Ans.   In the history of English fiction Dickens came in the right time. He was born in one of the stormiest years in the history of England and spent his unhappy boyhood in London, passing through experiences which were to inspire him all through his life and supplied him the raw-materials which he had worked in the series of his brilliant novels. The industrial revolution was fast changing the face of England. The discovery of the steam-engine had been potent factor in this transformation. A large number of factories had sprung up in the country. England passed from a pre-eminently agricultural country into an industrial one. The rapid growth of town life under the stress of this revolution. was the most dominating factor in the history of the early nineteenth century. The new mode of producticn brought wealth and power to the country and in the process brought about a shift in the centre of gravity in the social life. A new body of middle-class arose as a result of this and feudal England had become a thing of the past. From this class came the captains of industry, the social reformers, the great intellectuals who were pushing the old aristocracy to the background and occupied their place. They raised their voice against the evils of the feudal regime and sought to bring about a radical change in the whole social structure. Problems of education, the legal systems, the prison-system, appalling poverty of the masses, re-distribution of political power, growth of democracy stirred the consciousness of the new class. The industrial revolution had brought in its wake many new problems—the condition of factory works, exploitation of the working classes by the capitalists who reaped the entire advantage of the industrial revolution, the growth of slums in industrial campuses etc. This is the broad picture of the social milieu at the time when Dickens turned to literature. Like Tennyson in poetry, Dickens became the most representative of the Victorian novelists. He took upon himself the task of representing the thought-currents and problems of the age, with acute observation, keep sympathy and lastly with a reforming moral ardour. Since he spoke with the voice of the age, he was able to catch its ears and grip its interest. This accounts for the unbounded popularity of Dickens with his age.

Data excerpts ::

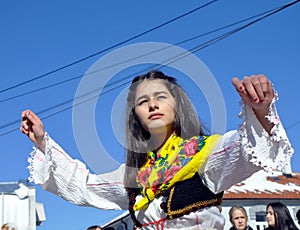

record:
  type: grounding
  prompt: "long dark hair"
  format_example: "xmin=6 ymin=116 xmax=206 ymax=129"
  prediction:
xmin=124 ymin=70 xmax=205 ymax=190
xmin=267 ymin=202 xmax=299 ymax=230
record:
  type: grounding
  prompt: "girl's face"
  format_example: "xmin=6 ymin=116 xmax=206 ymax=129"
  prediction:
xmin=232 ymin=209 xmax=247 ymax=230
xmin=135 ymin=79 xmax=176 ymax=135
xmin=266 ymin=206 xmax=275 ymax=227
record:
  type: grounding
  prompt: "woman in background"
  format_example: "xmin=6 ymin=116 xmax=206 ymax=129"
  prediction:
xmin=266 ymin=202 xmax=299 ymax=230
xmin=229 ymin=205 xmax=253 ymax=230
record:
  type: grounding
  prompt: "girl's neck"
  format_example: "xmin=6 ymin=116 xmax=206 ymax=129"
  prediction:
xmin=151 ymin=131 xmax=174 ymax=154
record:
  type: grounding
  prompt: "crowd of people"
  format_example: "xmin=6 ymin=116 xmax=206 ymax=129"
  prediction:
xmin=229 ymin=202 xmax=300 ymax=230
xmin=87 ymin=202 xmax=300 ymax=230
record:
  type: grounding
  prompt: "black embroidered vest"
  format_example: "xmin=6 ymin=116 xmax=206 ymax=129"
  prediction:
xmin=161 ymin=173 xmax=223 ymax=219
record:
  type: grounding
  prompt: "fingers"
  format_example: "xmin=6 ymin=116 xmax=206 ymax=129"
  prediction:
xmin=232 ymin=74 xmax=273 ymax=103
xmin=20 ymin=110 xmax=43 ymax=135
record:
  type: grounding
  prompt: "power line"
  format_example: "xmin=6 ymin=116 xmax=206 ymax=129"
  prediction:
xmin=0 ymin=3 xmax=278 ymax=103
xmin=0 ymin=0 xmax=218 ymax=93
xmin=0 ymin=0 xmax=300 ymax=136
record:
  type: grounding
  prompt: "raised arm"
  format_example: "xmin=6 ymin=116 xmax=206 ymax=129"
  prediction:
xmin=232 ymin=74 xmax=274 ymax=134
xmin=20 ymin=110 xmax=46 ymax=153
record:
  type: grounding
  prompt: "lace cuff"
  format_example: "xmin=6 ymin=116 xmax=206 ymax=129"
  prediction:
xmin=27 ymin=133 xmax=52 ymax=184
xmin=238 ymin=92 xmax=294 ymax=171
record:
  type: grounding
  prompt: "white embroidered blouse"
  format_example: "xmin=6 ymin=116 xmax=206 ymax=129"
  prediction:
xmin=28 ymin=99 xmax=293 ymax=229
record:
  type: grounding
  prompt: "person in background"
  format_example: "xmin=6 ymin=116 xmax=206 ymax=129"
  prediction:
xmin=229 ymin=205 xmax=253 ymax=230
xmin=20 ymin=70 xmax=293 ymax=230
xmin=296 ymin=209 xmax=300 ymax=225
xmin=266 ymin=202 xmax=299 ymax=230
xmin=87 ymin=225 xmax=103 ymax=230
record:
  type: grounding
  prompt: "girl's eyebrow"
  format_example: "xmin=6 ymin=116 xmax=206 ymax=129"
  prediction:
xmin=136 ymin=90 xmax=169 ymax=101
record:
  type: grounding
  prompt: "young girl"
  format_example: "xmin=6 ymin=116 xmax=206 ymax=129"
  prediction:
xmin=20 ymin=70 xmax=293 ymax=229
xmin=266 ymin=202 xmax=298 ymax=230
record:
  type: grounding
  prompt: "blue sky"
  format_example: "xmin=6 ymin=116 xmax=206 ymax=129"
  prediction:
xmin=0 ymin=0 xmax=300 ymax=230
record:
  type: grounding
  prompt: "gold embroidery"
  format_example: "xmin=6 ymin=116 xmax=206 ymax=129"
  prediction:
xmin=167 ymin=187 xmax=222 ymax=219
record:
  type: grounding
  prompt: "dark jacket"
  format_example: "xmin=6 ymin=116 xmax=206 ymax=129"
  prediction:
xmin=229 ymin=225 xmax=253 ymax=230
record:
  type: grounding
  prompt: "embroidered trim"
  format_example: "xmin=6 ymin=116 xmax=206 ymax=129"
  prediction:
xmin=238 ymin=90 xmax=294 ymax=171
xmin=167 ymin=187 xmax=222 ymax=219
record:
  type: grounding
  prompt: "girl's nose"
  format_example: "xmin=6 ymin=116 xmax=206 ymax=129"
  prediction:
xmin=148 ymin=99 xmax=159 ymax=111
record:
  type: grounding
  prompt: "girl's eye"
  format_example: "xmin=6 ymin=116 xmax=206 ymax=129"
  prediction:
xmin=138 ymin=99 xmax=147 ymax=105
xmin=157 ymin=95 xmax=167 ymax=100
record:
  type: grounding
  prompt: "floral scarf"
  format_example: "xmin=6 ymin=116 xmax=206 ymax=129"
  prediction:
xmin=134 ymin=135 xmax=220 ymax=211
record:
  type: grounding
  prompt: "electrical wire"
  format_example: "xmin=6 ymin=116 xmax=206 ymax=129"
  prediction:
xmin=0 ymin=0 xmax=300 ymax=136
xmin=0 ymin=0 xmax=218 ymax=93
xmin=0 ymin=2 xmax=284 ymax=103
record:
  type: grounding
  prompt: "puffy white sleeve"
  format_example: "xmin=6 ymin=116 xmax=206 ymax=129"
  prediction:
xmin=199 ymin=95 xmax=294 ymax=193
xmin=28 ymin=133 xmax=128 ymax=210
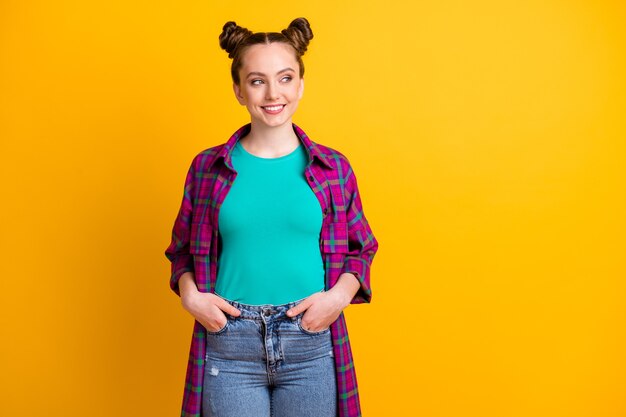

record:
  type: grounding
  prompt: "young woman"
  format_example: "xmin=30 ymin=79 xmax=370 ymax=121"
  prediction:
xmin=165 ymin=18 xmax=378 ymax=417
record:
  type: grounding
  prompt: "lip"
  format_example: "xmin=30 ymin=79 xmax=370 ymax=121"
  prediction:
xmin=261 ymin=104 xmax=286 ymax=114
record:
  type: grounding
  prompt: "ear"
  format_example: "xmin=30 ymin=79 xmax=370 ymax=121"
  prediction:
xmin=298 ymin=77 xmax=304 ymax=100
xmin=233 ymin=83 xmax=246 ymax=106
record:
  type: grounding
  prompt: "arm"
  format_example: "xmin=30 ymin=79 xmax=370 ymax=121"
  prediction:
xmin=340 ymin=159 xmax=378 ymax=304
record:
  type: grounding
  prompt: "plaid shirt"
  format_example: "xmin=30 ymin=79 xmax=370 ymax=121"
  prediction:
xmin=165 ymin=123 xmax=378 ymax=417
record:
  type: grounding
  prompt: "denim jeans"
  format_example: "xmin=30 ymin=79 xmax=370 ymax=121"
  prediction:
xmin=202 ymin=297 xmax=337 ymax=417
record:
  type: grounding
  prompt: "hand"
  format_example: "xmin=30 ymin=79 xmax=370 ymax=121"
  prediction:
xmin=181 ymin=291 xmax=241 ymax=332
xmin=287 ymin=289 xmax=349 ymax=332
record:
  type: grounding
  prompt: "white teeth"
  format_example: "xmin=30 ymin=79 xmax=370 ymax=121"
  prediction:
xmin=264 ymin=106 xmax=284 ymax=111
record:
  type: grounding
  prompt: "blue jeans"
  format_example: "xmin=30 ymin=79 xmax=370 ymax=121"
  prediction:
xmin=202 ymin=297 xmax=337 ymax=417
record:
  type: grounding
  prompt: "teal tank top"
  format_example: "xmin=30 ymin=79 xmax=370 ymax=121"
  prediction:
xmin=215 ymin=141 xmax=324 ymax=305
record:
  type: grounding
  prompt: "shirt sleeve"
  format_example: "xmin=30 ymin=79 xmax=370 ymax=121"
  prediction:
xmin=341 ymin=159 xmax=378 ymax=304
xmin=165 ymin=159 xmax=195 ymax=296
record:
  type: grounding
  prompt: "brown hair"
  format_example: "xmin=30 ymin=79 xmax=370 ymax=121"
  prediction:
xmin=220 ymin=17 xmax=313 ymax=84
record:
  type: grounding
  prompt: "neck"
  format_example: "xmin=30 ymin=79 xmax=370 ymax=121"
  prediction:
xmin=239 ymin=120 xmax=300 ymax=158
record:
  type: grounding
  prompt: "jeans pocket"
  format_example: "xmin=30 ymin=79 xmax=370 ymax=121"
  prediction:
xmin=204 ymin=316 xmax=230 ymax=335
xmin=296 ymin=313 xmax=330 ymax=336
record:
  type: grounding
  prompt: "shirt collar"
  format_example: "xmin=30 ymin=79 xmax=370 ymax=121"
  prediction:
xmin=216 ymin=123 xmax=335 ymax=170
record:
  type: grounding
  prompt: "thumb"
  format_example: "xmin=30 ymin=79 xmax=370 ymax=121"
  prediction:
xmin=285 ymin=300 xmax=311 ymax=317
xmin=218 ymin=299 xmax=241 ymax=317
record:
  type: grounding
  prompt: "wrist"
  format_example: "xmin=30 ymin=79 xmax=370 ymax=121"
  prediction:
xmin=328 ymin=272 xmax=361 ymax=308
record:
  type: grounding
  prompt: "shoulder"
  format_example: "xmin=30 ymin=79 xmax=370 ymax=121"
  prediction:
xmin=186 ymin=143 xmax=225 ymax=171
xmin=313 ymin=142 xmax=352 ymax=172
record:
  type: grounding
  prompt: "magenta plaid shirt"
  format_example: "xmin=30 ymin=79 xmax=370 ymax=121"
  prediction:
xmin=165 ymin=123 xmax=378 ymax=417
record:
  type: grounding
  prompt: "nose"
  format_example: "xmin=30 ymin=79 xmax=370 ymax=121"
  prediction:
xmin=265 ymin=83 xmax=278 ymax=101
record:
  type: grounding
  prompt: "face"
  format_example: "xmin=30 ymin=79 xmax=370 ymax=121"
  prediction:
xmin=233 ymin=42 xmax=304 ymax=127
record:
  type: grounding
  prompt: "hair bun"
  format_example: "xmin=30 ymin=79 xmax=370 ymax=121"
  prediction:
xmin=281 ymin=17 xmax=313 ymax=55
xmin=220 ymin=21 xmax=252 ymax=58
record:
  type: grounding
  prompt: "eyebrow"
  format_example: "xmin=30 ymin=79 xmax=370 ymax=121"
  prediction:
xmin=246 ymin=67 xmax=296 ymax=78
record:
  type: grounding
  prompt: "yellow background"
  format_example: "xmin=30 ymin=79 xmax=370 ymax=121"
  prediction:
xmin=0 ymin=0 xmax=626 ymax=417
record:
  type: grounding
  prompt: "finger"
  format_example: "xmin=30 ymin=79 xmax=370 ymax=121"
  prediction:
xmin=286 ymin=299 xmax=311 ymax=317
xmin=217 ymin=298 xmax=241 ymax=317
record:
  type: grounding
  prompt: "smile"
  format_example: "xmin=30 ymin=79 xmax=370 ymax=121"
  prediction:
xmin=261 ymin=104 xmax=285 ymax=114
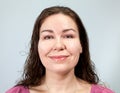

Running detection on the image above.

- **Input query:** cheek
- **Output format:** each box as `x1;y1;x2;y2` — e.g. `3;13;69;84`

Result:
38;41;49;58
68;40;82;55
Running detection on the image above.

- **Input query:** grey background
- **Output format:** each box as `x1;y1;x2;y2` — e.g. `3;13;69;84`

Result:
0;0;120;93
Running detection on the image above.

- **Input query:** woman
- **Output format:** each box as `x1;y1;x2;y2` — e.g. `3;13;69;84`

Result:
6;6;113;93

==

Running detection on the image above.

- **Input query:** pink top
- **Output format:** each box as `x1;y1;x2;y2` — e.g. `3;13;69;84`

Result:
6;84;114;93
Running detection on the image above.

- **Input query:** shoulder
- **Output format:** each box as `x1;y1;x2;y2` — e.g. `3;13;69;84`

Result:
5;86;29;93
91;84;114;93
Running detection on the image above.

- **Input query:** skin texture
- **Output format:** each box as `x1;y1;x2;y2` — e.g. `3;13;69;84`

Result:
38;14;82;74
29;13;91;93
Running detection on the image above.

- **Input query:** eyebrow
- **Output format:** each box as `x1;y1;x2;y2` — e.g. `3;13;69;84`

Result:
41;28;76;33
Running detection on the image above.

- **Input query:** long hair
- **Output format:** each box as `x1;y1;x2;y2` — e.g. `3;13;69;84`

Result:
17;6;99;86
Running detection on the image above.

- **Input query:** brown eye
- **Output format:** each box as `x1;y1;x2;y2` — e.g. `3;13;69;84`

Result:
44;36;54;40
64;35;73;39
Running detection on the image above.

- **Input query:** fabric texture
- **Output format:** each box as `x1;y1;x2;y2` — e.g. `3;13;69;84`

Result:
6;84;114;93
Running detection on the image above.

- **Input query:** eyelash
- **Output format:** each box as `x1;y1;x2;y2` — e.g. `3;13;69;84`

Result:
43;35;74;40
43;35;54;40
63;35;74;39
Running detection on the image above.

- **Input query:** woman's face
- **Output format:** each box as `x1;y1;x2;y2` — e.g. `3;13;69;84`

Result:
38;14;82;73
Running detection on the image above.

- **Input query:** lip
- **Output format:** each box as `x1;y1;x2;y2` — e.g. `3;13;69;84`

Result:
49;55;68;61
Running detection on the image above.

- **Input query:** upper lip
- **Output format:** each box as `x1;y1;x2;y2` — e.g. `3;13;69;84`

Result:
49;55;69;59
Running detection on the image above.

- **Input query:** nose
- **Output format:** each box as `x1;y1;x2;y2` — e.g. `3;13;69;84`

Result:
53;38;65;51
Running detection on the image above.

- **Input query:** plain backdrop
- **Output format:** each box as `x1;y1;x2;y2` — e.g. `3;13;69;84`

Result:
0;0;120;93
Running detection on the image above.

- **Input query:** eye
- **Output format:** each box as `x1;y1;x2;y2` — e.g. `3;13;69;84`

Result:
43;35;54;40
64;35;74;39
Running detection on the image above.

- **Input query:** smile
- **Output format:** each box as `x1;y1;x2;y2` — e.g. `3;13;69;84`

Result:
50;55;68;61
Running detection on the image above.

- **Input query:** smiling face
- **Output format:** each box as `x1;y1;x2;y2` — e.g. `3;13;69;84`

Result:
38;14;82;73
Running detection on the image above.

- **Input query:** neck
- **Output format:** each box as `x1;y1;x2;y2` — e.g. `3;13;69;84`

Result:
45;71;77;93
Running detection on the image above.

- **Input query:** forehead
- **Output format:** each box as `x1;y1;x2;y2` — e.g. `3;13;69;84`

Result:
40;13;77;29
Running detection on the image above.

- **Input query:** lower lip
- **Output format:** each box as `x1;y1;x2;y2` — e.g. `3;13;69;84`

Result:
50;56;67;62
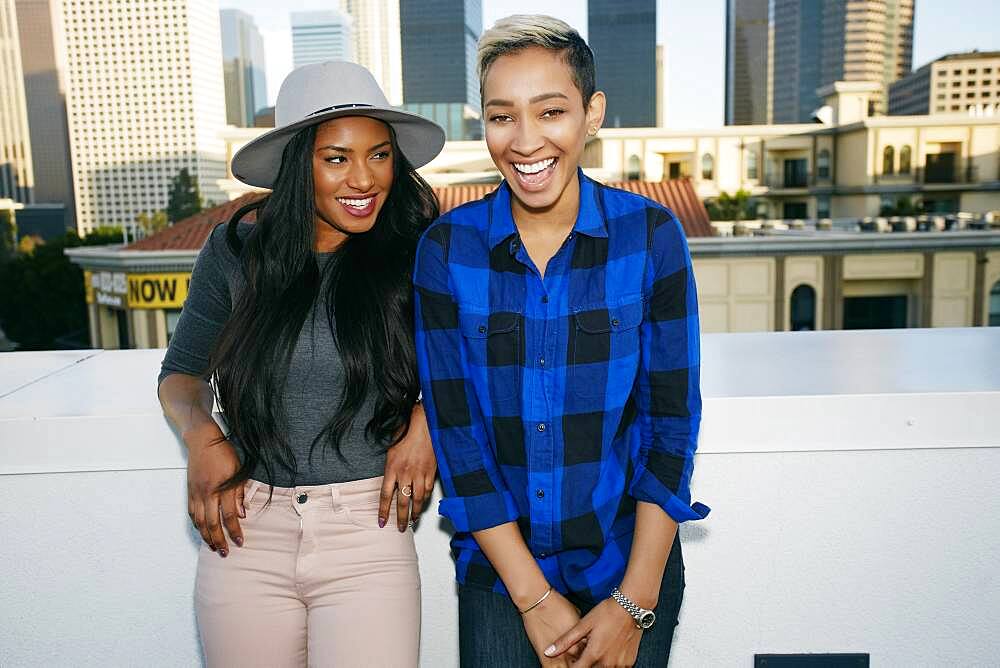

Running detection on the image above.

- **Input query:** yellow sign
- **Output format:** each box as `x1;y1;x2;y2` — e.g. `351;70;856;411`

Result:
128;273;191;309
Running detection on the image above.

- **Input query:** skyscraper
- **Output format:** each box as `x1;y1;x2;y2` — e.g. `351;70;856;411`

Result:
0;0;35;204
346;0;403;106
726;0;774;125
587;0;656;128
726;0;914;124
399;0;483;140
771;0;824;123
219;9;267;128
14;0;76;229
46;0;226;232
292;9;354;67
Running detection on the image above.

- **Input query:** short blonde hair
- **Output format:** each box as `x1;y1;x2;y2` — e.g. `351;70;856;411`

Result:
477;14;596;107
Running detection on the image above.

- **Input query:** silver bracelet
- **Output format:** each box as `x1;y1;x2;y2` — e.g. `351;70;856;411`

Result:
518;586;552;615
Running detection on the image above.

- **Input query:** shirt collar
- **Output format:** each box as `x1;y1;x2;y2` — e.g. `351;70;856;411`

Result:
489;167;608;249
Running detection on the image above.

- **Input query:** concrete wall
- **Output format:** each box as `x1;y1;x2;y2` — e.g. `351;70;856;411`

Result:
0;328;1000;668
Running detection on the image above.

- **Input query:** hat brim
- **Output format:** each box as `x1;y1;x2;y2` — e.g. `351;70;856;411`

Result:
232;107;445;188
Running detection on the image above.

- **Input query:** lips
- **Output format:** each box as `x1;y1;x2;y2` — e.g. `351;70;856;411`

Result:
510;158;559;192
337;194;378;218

Your tasks ::
1 - In the passage on Dickens, which poet is named as his counterpart in being the most representative Victorian writer?
2 - List every problem that the passage on Dickens says stirred the consciousness of the new middle class.
3 - Write the next part of the passage on Dickens, picking up after its final sentence.

Responses ::
1 - Tennyson.

2 -
- Education
- The legal systems
- The prison-system
- Appalling poverty of the masses
- Re-distribution of political power
- Growth of democracy

3 -
The literary work of Dickens was thus-conditioned by the time and the tastes of the newly-sprung middle-class readers of the age. As a critic had put it : "Many of them had no instinctive traditions ; they were unintellectual, but not unintelligent, often close observers and shrewd judges of human 'behaviour, but without self-criticism and unable to analyse their observations. They lacked the power to discover the laws that underlay their society, but they were keenly alive to surface variations." Dickens know all this and also that his readers were eager for knowledge, were prejudiced and sentimental, had a tendency to moralising and were indifferent to the claims of art and imagination. It was for this type of readers that he wrote and naturally his works suffer from a great many limitations. He wrote novels not merely to entertain the readers but with a purpose, namely to draw their pointed attention to the evils in the various spheres of social life, and point his fingers to what he considered the probable solutions. Thus his novels are not merely transcripts of life but novels with a purpose. His vision of life is strongly coloured by his moral views. He has been rightly called the 'Professor of Humanitarianism'.

As a novelist Dickens became thus the chronicler of his own time. But the life he knew most from his personal experiences was the life of London. He was the romancer of the life of the office, workshop and streets of London. Indeed, as a story-teller of London life he has few equals. There is no better guide to early Victorian London than Dickens. His novels abound in vivid and colourful pictures of London of his own days—its squares and shops, its murky slums and prisons, its schools, law courts and churches, its neat and tiny cottages in the suburbs. Of course many other novelists of the age painted these aspects of London life. "But for the motley multitude that pour through the streets, for the hole-and-comer places of the city, for London as an incomprehensible, terrifying, delightful personality— every brick and stone alive with tragic humour—Dickens remains unrivalled."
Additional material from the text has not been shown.